### 課題の指示
下の行のうち、文字列「positive」を含む行をすべて抜き出して、そのまま書き写してもらえますか。大文字と小文字は区別します。

### 与えられた行
——
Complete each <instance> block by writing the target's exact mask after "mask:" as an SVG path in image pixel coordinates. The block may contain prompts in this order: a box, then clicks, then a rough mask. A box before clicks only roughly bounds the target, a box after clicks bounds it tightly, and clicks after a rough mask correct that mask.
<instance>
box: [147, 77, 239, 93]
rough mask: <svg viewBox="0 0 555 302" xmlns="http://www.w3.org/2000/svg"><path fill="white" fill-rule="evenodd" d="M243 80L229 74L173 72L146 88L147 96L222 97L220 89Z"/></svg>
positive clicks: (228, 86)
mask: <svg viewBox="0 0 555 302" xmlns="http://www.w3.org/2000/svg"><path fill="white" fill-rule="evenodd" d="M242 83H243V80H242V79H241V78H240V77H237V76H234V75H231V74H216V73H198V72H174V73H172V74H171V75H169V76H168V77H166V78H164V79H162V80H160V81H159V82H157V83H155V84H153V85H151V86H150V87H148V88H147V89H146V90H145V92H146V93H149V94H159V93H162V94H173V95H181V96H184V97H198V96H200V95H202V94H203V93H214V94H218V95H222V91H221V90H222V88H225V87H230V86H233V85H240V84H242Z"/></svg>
——
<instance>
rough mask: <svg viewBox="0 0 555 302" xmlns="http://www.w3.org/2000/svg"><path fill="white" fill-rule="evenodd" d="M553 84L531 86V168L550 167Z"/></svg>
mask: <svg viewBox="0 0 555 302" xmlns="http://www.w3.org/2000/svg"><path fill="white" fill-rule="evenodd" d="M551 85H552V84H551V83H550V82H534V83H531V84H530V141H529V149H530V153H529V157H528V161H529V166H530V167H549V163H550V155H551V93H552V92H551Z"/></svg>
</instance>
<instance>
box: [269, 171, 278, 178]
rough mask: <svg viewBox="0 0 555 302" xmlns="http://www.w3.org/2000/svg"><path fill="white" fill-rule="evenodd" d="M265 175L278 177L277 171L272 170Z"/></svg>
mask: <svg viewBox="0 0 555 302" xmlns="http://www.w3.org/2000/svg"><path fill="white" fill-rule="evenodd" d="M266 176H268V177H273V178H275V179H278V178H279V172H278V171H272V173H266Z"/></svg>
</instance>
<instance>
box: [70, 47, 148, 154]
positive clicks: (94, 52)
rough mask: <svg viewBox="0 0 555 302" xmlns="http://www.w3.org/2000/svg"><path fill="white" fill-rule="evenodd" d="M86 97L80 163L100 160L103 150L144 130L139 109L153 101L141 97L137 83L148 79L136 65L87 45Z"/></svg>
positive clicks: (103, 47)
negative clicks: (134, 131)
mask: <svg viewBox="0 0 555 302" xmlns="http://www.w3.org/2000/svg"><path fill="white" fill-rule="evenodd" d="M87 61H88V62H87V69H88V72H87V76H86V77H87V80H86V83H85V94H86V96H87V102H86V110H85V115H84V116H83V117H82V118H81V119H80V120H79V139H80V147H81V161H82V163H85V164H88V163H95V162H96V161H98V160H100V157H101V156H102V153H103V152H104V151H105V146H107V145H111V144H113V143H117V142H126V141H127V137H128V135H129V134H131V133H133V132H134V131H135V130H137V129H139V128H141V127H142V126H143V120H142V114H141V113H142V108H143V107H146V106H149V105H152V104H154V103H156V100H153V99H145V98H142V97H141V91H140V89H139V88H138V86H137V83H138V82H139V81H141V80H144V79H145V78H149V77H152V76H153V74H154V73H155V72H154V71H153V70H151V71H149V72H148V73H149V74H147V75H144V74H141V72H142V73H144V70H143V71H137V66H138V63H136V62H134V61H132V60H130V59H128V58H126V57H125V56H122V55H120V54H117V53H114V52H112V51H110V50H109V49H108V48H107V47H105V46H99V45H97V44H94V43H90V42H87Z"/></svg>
——
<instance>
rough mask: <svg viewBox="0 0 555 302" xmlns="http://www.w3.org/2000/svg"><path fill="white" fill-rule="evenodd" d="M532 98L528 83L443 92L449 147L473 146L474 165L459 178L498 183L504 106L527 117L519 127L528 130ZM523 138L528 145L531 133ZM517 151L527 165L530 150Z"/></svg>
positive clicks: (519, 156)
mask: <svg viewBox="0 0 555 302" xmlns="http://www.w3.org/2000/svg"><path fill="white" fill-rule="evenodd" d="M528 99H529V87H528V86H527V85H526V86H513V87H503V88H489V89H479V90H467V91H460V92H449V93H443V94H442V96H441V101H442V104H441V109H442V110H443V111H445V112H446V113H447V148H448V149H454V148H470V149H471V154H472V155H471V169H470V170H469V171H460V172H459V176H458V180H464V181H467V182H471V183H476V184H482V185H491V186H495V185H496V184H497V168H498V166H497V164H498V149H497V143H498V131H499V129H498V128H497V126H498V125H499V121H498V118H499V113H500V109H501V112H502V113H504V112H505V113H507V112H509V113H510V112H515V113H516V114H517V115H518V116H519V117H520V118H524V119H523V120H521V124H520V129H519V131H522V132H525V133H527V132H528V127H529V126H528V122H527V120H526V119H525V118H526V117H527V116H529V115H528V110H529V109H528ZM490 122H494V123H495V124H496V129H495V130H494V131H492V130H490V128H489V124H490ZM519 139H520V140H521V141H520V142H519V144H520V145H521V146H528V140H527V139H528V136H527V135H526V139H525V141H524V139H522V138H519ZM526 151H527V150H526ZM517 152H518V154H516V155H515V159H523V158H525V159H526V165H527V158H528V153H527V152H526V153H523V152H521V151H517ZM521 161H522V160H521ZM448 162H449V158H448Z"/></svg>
——
### 完成解答
positive clicks: (228, 86)
positive clicks: (94, 52)
positive clicks: (103, 47)
positive clicks: (519, 156)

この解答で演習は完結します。